Source data
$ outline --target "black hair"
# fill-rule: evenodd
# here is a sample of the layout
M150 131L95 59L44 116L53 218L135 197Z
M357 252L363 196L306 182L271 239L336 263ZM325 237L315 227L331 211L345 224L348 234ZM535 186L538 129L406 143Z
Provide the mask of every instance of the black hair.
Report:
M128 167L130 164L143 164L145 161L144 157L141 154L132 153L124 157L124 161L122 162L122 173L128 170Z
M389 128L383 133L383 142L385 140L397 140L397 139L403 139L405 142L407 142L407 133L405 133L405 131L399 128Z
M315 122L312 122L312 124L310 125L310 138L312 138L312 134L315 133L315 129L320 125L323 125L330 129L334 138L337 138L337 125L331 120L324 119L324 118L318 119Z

==

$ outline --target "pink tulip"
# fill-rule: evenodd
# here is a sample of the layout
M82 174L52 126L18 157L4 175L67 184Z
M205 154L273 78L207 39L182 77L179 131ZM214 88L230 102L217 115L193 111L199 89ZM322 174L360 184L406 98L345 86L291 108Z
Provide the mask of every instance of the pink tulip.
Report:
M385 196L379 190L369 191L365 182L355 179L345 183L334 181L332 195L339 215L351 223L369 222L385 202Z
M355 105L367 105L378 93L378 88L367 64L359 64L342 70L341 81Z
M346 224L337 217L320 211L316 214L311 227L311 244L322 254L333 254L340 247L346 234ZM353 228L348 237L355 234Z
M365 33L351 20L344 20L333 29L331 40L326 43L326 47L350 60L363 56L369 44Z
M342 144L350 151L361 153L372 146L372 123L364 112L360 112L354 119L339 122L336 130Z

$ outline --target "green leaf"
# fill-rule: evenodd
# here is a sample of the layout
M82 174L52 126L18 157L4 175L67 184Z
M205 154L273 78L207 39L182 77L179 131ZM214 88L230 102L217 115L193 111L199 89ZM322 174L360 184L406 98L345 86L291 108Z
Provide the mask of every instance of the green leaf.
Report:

-- WHAT YOU SHOULD DO --
Report every line of the material above that contains the string "leaf".

-- COMPLETE ANSWER --
$ outline --target "green leaf"
Provide the mask of every instance of the green leaf.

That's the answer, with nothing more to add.